Saturday, March 10, 2012

Yes In My Backyard

I was corresponding yesterday with someone about the West Virginia garbage wars of the late 80's and early 90's, during which there was great moral outrage against the prospect of "out-of-state garbage" being dumped in West Virginia, and fervent opposition (including from my church)  against a large landfill in McDowell County. The environmentalists didn't seem to understand that, in order to be able to afford the extensive liners, monitoring and other environmental protections that we should (and do) demand of our landfills, we need to bring in large amounts of garbage for which fees can be charged. West Virginia simply doesn't produce the garbage to support lots of little local landfills. Furthermore, the tipping fees, or taxes that the garbage haulers pay, go to help pay for closure of old landfills that weren't properly designed or operated. 

So today we have a situation where the DEP was reportedly trying to stop a hauler from taking waste to Ohio because the fees are needed in West Virginia.  (To be fair, the DEP wasn't fanning flames against out-of-state garbage 20 years ago.)  And we have resource recovery companies that are coming into the state, offering to pay money for the right to "mine" all that old garbage, and reuse 90% of it.  If we had taken in more garbage years ago, we could make more money from it in the future.

| Supplied data |
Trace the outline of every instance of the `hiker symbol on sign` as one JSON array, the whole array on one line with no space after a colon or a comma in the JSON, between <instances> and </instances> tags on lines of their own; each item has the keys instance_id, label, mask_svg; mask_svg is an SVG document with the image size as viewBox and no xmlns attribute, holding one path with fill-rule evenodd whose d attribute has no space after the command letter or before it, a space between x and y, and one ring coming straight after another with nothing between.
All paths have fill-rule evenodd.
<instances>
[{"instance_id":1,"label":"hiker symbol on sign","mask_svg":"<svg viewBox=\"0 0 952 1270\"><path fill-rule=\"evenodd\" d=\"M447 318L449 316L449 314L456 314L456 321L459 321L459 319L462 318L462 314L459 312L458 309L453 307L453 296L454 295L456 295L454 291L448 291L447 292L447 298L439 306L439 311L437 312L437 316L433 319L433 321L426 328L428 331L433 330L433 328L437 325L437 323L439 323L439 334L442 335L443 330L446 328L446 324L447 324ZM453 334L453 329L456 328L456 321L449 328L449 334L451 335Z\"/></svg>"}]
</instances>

| What is being asked |
Which geographic places are named in the post about West Virginia's garbage wars? None of the lines matter here.

| Exercise solution |
West Virginia, McDowell County, Ohio